● **WRITTEN PROBLEM**: Quote, without any change, the line that contains "the cobblestone pavement" and all lines that follow it to the end of the data below.

-- begin --

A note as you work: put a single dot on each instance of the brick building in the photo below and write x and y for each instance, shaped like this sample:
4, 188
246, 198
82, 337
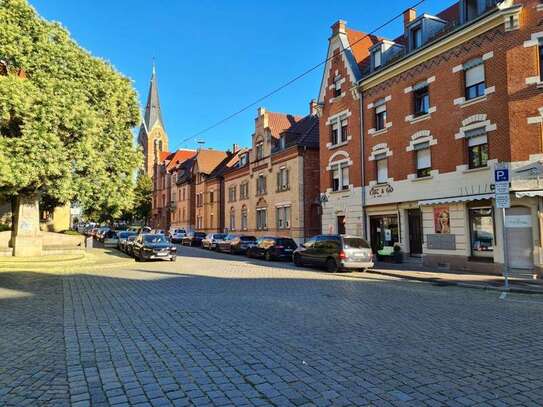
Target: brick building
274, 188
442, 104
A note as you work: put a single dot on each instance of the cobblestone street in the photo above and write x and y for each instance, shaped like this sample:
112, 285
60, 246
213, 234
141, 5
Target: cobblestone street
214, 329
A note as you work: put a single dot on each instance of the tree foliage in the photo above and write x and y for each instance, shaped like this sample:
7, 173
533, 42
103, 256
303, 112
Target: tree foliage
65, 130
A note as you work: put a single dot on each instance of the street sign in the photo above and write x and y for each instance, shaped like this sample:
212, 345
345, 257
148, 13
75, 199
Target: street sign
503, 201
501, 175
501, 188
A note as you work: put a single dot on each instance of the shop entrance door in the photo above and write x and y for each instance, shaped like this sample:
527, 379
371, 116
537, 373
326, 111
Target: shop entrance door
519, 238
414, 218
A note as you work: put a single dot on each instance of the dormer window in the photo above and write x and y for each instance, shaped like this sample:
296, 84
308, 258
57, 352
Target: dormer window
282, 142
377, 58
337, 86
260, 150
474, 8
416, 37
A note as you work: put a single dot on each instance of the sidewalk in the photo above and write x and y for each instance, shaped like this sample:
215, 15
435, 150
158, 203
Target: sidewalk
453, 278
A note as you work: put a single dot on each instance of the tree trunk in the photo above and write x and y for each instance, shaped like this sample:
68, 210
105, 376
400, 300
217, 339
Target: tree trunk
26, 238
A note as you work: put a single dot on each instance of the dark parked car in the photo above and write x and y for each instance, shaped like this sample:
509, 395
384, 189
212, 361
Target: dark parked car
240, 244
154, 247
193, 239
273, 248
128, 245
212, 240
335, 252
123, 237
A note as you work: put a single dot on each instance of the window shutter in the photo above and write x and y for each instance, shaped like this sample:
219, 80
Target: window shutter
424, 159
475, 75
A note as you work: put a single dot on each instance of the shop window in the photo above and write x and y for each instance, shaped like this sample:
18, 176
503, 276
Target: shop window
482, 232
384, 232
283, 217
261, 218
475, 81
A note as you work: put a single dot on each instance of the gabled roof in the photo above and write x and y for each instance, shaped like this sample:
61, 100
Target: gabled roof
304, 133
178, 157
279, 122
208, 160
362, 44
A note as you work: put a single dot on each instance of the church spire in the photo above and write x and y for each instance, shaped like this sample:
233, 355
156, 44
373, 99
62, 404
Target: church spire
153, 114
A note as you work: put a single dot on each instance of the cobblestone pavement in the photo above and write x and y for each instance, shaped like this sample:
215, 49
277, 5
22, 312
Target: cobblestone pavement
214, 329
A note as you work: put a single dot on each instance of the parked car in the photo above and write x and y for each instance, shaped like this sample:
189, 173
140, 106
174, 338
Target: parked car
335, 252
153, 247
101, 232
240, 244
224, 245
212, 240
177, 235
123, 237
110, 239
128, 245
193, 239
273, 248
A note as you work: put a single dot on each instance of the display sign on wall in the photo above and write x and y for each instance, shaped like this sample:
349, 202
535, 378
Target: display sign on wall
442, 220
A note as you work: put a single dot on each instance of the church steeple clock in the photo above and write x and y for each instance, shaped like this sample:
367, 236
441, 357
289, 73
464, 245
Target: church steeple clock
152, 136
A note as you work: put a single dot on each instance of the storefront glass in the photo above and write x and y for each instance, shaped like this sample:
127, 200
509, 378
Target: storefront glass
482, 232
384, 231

-- end --

● **FINAL RESULT**:
A note as you work: put a single dot on each instance of the cobblestone pavement in the photo above and write x and y for each instance, shaped like this sample:
215, 49
277, 5
22, 312
Target: cobblestone pavement
214, 329
A note as you work: put a single dot on each instance of the parked car in the photo above and write x and y for each instance, shaped like this sample:
189, 173
140, 106
174, 338
Target: parked car
335, 252
153, 247
101, 232
240, 244
224, 245
212, 240
177, 235
123, 237
110, 239
128, 245
193, 239
273, 248
A note as you work: put a single dot on each instance of the display sign on wall in the photo above and write x and y for each instance, shaped like this sample:
349, 202
535, 378
Target: display sign on wall
442, 220
A note as you work: put a single dot on each instance of the church steeple clock in the photo above and write x and y for each instance, shaped like this sample:
367, 236
441, 357
289, 73
464, 245
Target: church steeple clock
152, 136
A note as you work: put a single dot on each instance of the storefront glass in the photo above and write x and y for each instance, shaped like this sample:
127, 200
509, 378
Target: storefront glass
482, 232
384, 231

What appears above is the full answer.